**** GIVEN TEXT
Kevin Newman: Are we too late to save all our guides and brothers trapped in Afghanistan?
For years — years —committed groups of veterans and their civilian allies have been asking for this kind of rescue effort, and no one in government would act.
Afghan evacuees arrive at Toronto Pearson International Airport on Aug. 4, 2021. Credit: Canadian Armed Forces Operation Twitter.
By: Kevin Newman
As humanitarian efforts go, this one was middling.
That first huge Canadian Armed Forces C-17 Globemaster landing in front of Toronto’s CN Tower airlifted about three dozen of the thousands of Afghans who worked for Canada during the conflict in Afghanistan — people now desperate to be rescued from the Taliban, who are murderously reclaiming much of Afghanistan as the West withdraws.
The Canadian government refused to say precisely who was on board or how many, citing security concerns. But a news release was eager to characterize the arrivals as “Afghan refugees who provided crucial support to Canadian Armed Forces members in Afghanistan.”
Well, yes and no.
Two sources with knowledge of this effort say the initial passengers on flights are embassy staff and their families — some of whom currently or recently worked as drivers and translators for Canadian diplomats and military attaches in Kabul. Their immigration paperwork began weeks ago under an embassy evacuation plan drawn up by Global Affairs Canada. These were the easiest to extract from Kabul as the security situation deteriorates. They were flown to Kuwait last week, and from there, they were picked up for their trip in the mostly empty belly of the military transport. More planes are pledged to arrive in coming days and weeks.
So were they refugees? Yes. These people were clearly under threat if they remained in Kabul.
But were they the ones most in need of rescue? Absolutely not. These were the well-connected few at the head of the line, and none of them was part of a new immigration stream Ottawa recently announced for interpreters who served alongside Canadian soldiers during the NATO/ISAF mission that ended for Canada in 2014. Those are the allies the Taliban is currently hunting in a growing number of neighbourhoods each day. Every hour, our former friends, allies, guides, and helpers are sending terrified text messages to Canadian veterans they know pleading for our help.
Here was one received this week from an Afghan ally who is on the run, in hiding, and saw news reports of the airplane arrivals in Canada. I won’t share their names for his protection.
Afghan Interpreter: I don’t know what’s going on. They left us behind?
Canadian veteran: How are you?
Afghan interpreter: Kind of scared.
C: What is you plan to be safe?
A: I have to stay here in this room.
C: Can you call the Embassy on your phone and talk to someone?
A: No, they are not using cell. I have to be present there.
That Afghan former employee is farther along than most in navigating the onerous paper trail Immigration Canada is insisting he complete before he is considered for rescue. That gives him hope. While hiding with his family, the process requires he find an internet location with a powerful-enough computer to complete and scan all the documents and forms he’s required to provide. Then it insists on biometric finger prints and digital photographs that are difficult to complete in Kabul. He must risk detection by travelling to the Embassy for in-person meetings over several days, and that route is now treacherous.
This week, two mighty bombs detonated in Kabul’s secure ‘green zone’ where Canada’s embassy is housed. A paperwork process that would be frustrating for a Canadian navigating it in safety from an office tower in comfortable Ottawa, is absurd in Kabul, and impossible in Kandahar with the advancing Taliban damaging roads, runways, and communications infrastructure.
********
AIM A:
Answer these questions about the article on Afghan evacuees, one per line:
(i) To what country were the first passengers flown last week before the military transport picked them up?
(ii) In what year did the NATO/ISAF mission end for Canada?
(iii) How many bombs detonated in Kabul's secure green zone this week?
The article and the rows that come after it have no connection to each other.
**** SUPPLIED ENTRIES
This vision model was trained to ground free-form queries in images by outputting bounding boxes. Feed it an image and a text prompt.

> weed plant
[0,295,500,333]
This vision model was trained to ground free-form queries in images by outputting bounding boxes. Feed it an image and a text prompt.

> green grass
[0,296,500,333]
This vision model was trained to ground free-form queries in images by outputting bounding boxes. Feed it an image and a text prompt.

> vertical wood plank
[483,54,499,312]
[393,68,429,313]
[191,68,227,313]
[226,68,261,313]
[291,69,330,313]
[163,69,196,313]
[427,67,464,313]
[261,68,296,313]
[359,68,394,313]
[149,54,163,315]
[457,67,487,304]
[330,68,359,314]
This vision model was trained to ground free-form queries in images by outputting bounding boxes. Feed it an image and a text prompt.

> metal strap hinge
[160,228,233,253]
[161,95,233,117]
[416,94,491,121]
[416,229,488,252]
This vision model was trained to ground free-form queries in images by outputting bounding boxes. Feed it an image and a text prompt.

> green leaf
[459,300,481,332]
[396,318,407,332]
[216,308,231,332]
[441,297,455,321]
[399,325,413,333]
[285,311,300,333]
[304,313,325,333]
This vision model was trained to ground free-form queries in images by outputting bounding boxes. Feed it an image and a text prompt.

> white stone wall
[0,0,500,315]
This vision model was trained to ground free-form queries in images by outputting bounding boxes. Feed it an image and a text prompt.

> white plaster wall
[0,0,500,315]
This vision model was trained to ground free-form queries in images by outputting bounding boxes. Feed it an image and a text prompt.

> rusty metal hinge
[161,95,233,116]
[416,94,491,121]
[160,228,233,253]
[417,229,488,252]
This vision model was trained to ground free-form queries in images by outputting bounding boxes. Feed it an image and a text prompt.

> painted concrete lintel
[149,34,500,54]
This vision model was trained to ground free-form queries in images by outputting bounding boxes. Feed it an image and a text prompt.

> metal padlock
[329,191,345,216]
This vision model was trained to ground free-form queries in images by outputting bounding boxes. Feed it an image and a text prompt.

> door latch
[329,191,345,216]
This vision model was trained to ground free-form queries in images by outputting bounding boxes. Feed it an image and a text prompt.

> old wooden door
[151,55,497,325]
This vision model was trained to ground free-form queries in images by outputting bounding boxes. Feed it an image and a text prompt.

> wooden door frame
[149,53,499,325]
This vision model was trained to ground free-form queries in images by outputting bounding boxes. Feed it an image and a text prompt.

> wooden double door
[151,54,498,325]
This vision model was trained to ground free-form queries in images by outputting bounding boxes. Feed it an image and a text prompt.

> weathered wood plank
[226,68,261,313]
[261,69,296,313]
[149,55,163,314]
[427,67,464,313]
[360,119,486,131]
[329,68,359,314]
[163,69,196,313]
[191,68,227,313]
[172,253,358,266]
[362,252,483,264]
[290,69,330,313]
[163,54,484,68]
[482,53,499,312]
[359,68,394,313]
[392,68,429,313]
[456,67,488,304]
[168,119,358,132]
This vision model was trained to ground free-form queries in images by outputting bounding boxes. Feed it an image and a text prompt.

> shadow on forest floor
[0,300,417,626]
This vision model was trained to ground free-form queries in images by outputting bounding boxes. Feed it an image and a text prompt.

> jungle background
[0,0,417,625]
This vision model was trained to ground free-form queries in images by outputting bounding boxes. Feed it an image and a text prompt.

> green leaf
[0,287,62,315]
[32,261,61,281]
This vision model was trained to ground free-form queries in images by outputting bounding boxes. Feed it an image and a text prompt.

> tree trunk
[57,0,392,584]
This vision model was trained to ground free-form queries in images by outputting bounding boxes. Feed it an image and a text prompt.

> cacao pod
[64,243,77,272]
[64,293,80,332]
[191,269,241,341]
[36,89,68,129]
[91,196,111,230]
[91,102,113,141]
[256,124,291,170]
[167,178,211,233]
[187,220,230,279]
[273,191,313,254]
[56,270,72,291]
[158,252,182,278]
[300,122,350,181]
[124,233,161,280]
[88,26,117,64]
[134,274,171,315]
********
AIM B: Turn the rows, starting at the first row and ending at the line that contains "[0,296,500,333]", into a numbered list, and leave out any blank lines.

WRITTEN SOLUTION A:
(i) Kuwait
(ii) 2014
(iii) Two

WRITTEN SOLUTION B:
1. This vision model was trained to ground free-form queries in images by outputting bounding boxes. Feed it an image and a text prompt.
2. > weed plant
3. [0,295,500,333]
4. This vision model was trained to ground free-form queries in images by outputting bounding boxes. Feed it an image and a text prompt.
5. > green grass
6. [0,296,500,333]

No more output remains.